● Aim
Duplicate the items below line for line, changing nothing.

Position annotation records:
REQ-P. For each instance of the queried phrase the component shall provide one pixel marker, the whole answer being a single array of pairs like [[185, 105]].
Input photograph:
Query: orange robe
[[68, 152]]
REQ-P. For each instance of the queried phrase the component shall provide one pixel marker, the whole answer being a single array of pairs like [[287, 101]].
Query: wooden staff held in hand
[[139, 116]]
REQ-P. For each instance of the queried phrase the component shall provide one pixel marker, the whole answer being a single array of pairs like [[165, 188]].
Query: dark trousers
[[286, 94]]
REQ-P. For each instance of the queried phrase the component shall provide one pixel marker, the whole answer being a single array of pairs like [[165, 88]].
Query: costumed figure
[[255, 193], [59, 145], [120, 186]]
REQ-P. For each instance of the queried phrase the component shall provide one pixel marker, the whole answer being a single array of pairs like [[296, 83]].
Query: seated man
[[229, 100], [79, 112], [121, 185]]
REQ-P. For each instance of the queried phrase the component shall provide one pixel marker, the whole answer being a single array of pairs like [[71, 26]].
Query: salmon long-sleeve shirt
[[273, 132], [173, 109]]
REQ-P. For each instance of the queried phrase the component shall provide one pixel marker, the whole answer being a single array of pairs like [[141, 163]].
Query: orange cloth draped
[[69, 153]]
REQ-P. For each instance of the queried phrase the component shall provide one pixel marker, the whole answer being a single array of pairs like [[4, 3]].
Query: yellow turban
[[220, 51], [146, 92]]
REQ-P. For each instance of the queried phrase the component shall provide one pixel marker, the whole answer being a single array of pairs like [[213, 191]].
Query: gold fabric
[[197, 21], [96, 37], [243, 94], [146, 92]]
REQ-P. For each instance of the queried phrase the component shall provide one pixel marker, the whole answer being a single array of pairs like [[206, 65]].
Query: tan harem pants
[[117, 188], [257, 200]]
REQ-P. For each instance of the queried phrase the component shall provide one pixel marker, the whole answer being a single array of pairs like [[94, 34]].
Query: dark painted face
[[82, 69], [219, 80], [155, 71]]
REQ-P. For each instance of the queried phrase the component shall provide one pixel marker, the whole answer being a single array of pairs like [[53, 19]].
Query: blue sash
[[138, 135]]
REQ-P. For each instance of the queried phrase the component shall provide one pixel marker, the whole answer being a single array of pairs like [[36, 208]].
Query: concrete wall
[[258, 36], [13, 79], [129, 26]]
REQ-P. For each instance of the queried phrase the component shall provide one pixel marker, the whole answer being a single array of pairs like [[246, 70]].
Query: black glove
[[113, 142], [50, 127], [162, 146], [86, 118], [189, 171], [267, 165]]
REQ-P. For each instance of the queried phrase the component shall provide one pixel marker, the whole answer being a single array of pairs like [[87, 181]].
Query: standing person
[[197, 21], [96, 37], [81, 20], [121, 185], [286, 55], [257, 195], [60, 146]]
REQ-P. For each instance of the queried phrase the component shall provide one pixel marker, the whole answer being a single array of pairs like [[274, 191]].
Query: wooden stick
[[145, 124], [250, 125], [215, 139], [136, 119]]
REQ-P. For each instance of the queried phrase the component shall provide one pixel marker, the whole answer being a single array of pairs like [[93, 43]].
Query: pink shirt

● Solution for this problem
REQ-P. For each instance of the queried phrase the component shall provide one pixel marker, the whole answer being a single array of pairs like [[185, 105]].
Input photograph:
Query: orange robe
[[68, 152]]
REQ-P. For each instance of the queried phrase the component shall provide one pixel marker, the whole answer being a single array of pairs like [[287, 101]].
Query: wooden staff held in hand
[[139, 116]]
REQ-P. For each instance of the queried phrase the component shall provide one pixel marker, the whole answer being a single array of pairs like [[165, 188]].
Query: dark trousers
[[286, 94]]
REQ-P. For each instance of the queried phrase the component shall provide one pixel marker, the whole answer being a single array of pairs like [[165, 88]].
Query: costumed figure
[[255, 193], [59, 145], [120, 186]]
REQ-P. For each instance of the queried phrase the component shall provide one pixel marker, the whole answer being a single array of pairs like [[296, 83]].
Query: seated man
[[229, 100], [79, 112], [121, 185]]
REQ-P. For each instance of the queried phrase the component shall provide one pixel marker, the whole answer being a single array of pairs like [[71, 26]].
Query: salmon long-sleeve shirt
[[273, 132], [173, 109]]
REQ-P. For each instance of the queried phrase the component shall provide one pixel marker, the whole answer being a single array of pairs like [[141, 163]].
Query: orange cloth draped
[[69, 153]]
REQ-P. For each instance of the queried phrase the component shall provide one pixel marker, the whole answer being a single array of pairs like [[4, 3]].
Query: yellow turban
[[220, 51], [146, 92]]
REQ-P. For each instance of the queried phrase the component shall provide one pixel marker, the whole answer being a single array of pairs like [[213, 191]].
Query: gold fabric
[[197, 21], [96, 37], [243, 94], [146, 92]]
REQ-P. For each instance of the queried phrase the component shall provide one pixel marker, the whole answer being a single array of pairs like [[206, 65]].
Query: tan harem pants
[[117, 188], [257, 200]]
REQ-P. For each instance of the queried phrase the component shall provide one pixel marker, the whole answer being a single array of pairs like [[94, 34]].
Query: dark painted face
[[82, 69], [219, 80], [155, 71]]
REQ-P. For each instance of the queried phrase the component shall provide one pixel marker, the whole answer being a single array of pairs like [[53, 19]].
Query: blue sash
[[138, 135]]
REQ-P. For each instance of the queried phrase the component shall provide one pixel marker, the whole answer being a single array of pairs like [[36, 208]].
Query: concrete wall
[[258, 36], [13, 79], [129, 26]]
REQ-P. For each instance of the queried phrase the component shall provide one pixel marker, the whole answer being a single array of pairs like [[246, 70]].
Query: black glove
[[113, 142], [50, 127], [162, 146], [86, 118], [189, 171], [267, 165]]
REQ-P. For each instance of the queried phrase the component shall provide one pixel marker, the whole answer being a single array of pairs like [[87, 181]].
Query: standing person
[[197, 21], [96, 37], [81, 20], [121, 185], [286, 55], [257, 195], [60, 146]]
REQ-P. For each instance of the queried phrase the component shall provide one pixel marker, the whole answer being a single array of pairs like [[274, 191]].
Query: wooden stick
[[145, 124], [250, 125], [215, 139], [136, 119]]
REQ-P. For each instance of the queried phrase the component shall provide one pixel marker, the whole answer being a single array of pairs like [[93, 43]].
Query: pink shirt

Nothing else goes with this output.